* start Text excerpt *

Wow, from tea and bread to the full English Salafi, or whatever. What a change! Clearly these are good people who will not carry out pogroms against Syria’s minority populations and/or plot terrorist attacks against targets outside of Syria, because, uh, their blood sugar won’t get too low, I guess?

Jolani defied al-Qaeda’s legacy of going after minorities, telling the Alawite community – the backbone of dictator Bashar al-Assad’s support – they would be welcome in a Syria after Assad.

“If any of you abandons the regime and repents his actions against the Syrian people, he will be forgiven and have the right to live as a Syrian citizen,” he said. He said there was no risk for the Druze community, as its villages in Idlib controlled by the Jaish al-Fatah faction will remain safe. Even Walid Jumblatt, Lebanon’s Druze leader, praised Nusra’s approach. Jumblatt went on to advise the Druze of Syria to stand against the Assad regime – though their strongholds in southern Syria are still under regime control.

Hey, Alawites, just abandon the Assad regime and you and Nusra be totally cool, you guys! Don’t worry about that time Nusra fighters massacred a bunch of Alawite villages (that was so 2013!) or about the fact that Julani also said in his interview that you’ll have to “return to Islam,” which means “stop being Alawites,” if you don’t want any trouble with a Nusra-led Syrian government. These are just details, I guess. When Human Rights Watch says that Nusra has “committed systematic rights abuses,” they’re probably just saying it because they haven’t had a full breakfast.

Jolani did not miss the opportunity to directly address the West.

“Our battle is with the Assad regime, and we have nothing to do with the US – although it bombed us so many times,” he said. Echoing the sentiments of many ordinary Syrians, he criticised the US for appearing to side with Bashar al-Assad in the Washington-led alliance’s fight against ISIL – itself a one-time offshoot of al-Qaeda.

We have nothing to do with the US, he says, our battle is with the Assad regime. Can this guy be any clearer? Nusra doesn’t want to attack the West. What? You’re wondering about what happens after the Assad regime is gone, and Nusra needs to find some other target to battle, as jihadi groups like Nusra can’t survive without a battle to fight? Well, um, I’m sure there would be…some…uhhhh…

According to some recent leaks, Nusra leaders have reportedly held meetings – stretching on for many hours – in which it was decided to leave the al-Qaeda umbrella and operate exclusively as a Syrian party aiming to establish an Islamic state.

Such a move, whenever made, would not only satisfy Nusra’s followers, but also pull the carpet from under the feet of ISIL. It emerged from the interview that Jolani has yet to endorse any such move.

See? Nusra is probably going to pull out of Al-Qaeda, at some point! Which will change everything, for some reason!

The civic state sought by liberal and secular forces is extremely difficult to help establish.

* end Text excerpt *

- _Exercise instructions_:
a - Translate this sentence from the commentary on the Nusra Front into Spanish: "Jolani did not miss the opportunity to directly address the West."
b - Write the next few sentences of the commentary on the Nusra Front, picking up after its final line.

* start Records supplied *

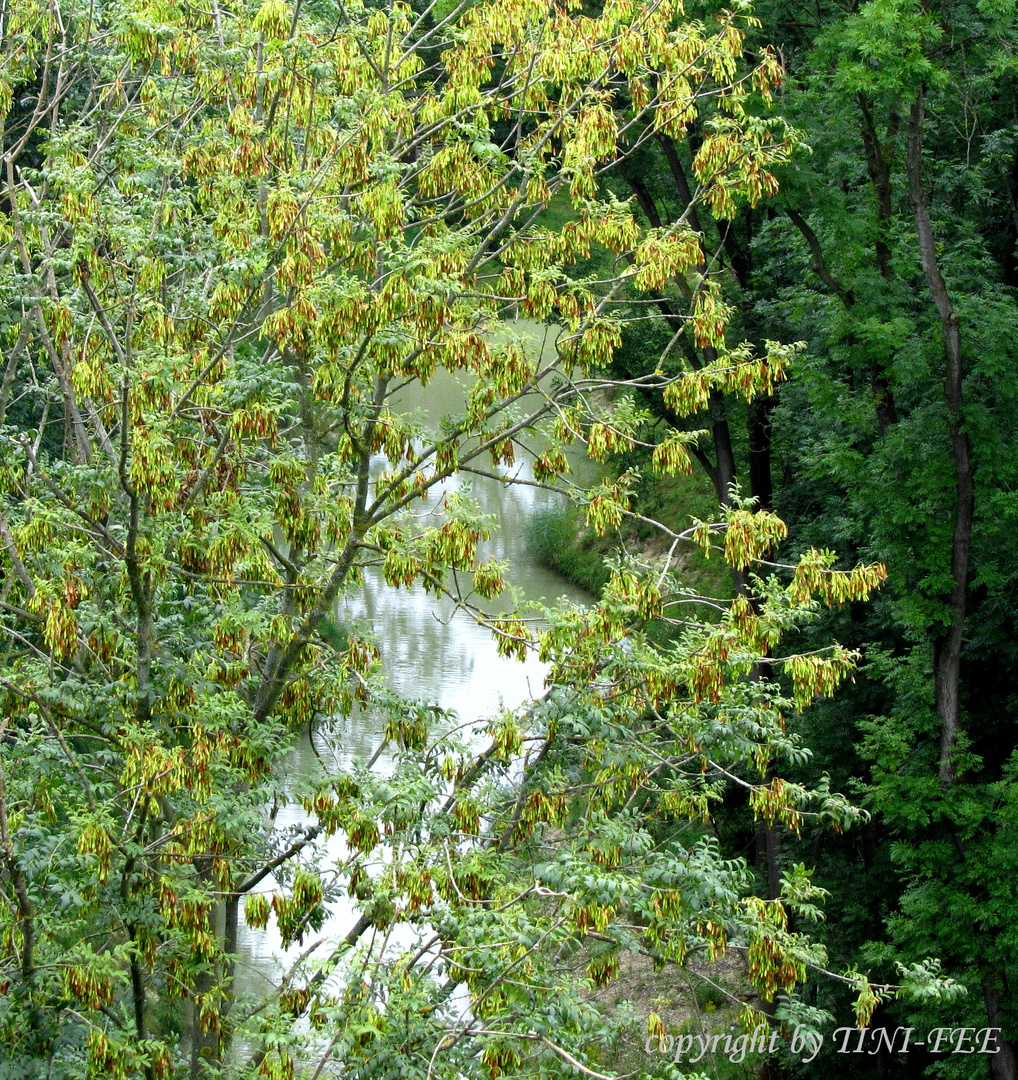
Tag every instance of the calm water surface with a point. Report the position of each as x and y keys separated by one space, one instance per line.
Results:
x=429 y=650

* end Records supplied *
* start Records supplied *

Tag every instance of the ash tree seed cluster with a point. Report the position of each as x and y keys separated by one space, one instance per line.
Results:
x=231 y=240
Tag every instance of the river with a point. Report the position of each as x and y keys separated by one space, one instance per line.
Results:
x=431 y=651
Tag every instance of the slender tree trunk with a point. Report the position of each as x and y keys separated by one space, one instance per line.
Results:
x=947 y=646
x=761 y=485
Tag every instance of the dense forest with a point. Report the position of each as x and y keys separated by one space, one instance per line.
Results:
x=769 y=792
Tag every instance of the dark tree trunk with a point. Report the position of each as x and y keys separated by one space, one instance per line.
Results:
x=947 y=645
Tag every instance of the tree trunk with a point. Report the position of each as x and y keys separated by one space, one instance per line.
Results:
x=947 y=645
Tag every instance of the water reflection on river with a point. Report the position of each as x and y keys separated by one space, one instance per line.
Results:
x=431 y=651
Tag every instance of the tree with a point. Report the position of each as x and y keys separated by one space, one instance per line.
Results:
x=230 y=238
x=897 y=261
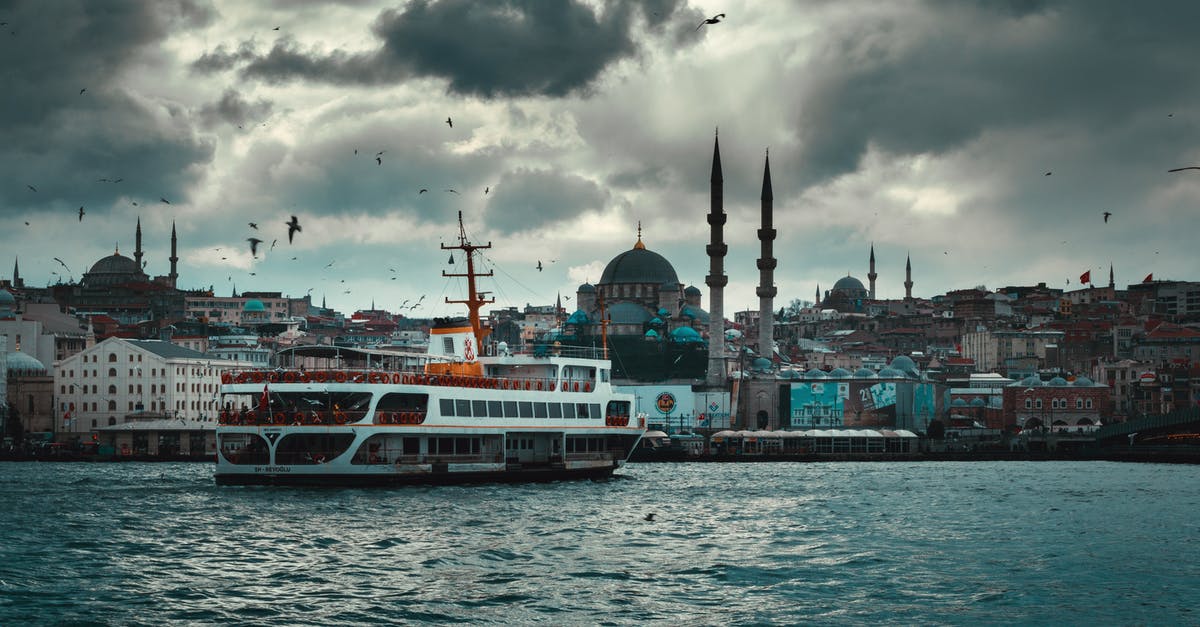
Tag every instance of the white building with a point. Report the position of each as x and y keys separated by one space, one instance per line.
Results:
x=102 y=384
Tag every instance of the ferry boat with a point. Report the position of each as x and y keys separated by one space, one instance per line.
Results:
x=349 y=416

* end Records supplied *

- _Responses for each task_:
a - Jolani no desaprovechó la oportunidad de dirigirse directamente a Occidente.

b -
First, it is the Islamist forces that exercise real power on the ground, while the West yields zero impact. Second, the Syrian people have become more aggressive and militant in reaction to the unabated killing and destruction that has plagued their country for years – and neither the international community nor the liberal and secular forces have come to their rescue. The Islamists, however, stood their ground, fought against the regime and sacrificed themselves over the past four years.

This is nice for them, I guess. It doesn’t mean it would be in America’s interests to acquiesce to a Syria run by Al-Qaeda.

The US and the West can react to Nusra as they deem suitable. Washington used to depict the PLO as a terrorist outfit – but then took a U-turn.

Yeah, because the PLO actually changed — it renounced terrorism and started negotiating. Nusra won’t even renounce Al-Qaeda, let alone its ideology.

The Taliban in Afghanistan were once the main target of the US military, but is not currently designated a “terrorist organisation” by either the UN, UK or US. The White House does not even brand Hezbollah or Iranian Quds Force’s Qassem Soleimani “terrorists”.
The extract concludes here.